- Description of the task -
Tally the lines of the records that contain the string "fence", treating uppercase and lowercase as different, and give only the number.
── Source material
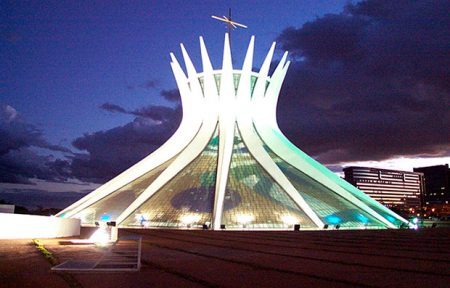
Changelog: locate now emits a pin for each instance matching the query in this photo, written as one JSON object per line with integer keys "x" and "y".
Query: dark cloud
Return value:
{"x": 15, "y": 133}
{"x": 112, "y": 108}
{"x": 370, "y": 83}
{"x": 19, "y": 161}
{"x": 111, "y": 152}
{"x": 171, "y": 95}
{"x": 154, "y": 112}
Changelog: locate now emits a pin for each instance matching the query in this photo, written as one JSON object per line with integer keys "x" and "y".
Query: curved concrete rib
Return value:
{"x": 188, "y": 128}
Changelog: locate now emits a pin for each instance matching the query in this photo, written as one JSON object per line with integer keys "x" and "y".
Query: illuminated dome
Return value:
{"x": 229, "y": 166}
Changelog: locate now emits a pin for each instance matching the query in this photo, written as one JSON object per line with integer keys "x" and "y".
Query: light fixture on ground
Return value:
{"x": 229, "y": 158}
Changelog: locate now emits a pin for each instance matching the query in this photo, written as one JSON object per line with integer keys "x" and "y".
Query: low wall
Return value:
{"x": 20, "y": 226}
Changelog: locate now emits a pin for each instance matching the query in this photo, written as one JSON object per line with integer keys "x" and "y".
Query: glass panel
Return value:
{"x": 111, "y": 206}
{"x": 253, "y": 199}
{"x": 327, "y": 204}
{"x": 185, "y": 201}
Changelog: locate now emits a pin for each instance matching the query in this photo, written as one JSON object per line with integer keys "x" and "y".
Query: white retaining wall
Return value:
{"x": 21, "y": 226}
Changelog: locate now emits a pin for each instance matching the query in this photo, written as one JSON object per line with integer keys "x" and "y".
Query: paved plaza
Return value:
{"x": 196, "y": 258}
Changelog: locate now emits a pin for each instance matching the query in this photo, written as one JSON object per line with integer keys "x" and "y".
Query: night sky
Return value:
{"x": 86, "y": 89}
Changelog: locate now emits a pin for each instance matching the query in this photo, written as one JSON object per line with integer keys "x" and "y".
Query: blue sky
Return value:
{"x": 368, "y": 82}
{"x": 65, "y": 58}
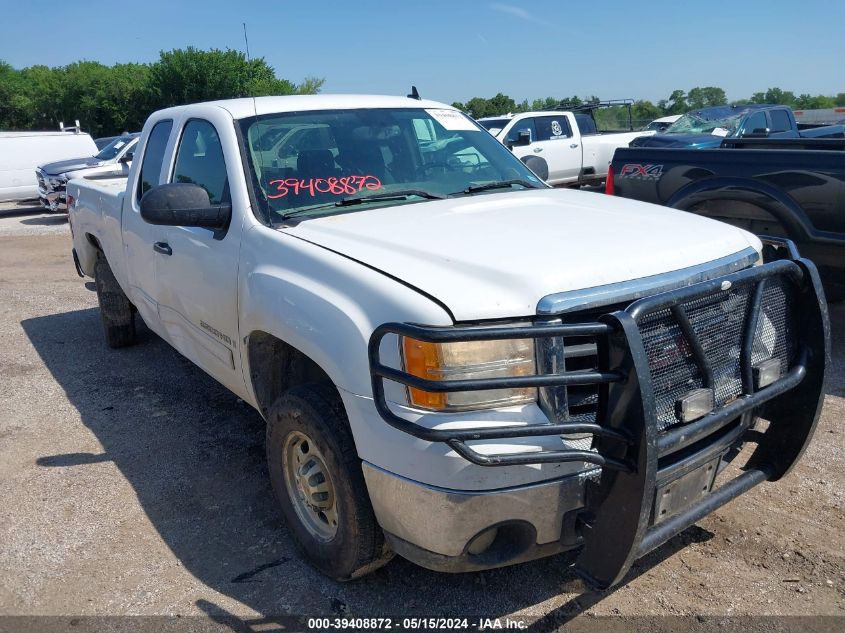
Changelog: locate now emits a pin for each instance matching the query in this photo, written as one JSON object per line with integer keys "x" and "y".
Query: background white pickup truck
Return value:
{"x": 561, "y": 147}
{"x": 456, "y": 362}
────
── Source material
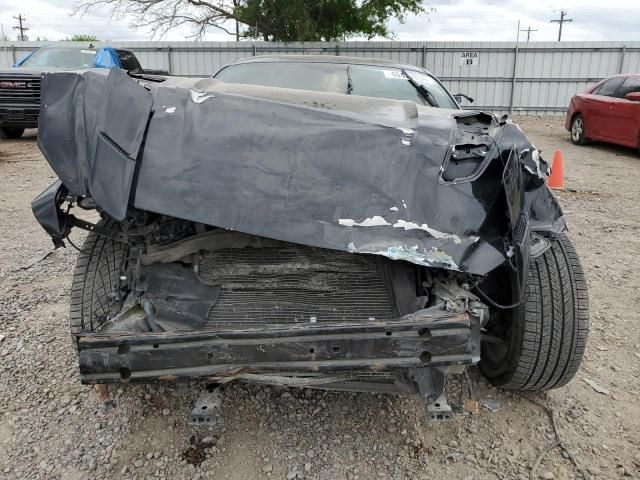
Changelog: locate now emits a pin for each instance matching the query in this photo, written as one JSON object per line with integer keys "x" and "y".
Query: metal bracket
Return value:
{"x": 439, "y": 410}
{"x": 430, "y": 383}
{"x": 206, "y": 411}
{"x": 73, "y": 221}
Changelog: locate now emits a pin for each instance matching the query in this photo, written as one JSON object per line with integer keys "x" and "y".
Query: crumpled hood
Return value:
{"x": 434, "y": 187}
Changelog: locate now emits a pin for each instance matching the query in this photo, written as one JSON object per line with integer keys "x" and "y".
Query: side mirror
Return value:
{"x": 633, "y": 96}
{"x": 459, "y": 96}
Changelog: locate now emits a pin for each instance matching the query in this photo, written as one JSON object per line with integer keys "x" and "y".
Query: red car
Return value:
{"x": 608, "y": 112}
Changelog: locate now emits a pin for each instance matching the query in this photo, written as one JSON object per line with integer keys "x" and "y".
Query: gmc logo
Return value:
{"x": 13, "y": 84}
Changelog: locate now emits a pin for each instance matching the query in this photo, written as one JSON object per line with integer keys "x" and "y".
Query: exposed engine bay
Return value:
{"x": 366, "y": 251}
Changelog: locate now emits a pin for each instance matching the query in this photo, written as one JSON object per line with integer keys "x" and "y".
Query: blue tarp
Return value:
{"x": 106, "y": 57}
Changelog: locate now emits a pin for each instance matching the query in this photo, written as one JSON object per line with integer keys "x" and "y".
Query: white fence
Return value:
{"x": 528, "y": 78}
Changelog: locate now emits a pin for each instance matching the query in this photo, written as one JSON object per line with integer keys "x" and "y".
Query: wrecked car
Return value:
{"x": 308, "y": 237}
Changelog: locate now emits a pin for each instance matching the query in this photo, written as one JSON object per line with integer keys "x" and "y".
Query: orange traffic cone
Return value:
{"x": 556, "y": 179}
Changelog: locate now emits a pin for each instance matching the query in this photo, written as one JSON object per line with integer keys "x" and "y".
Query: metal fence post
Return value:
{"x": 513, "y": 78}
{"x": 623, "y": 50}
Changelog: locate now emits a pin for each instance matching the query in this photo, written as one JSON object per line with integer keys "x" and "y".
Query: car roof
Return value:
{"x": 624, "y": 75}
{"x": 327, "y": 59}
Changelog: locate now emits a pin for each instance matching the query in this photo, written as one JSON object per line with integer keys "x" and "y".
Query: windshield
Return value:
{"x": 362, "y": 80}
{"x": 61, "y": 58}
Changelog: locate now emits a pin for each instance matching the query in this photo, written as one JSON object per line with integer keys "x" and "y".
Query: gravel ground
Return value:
────
- Answer to this exercise -
2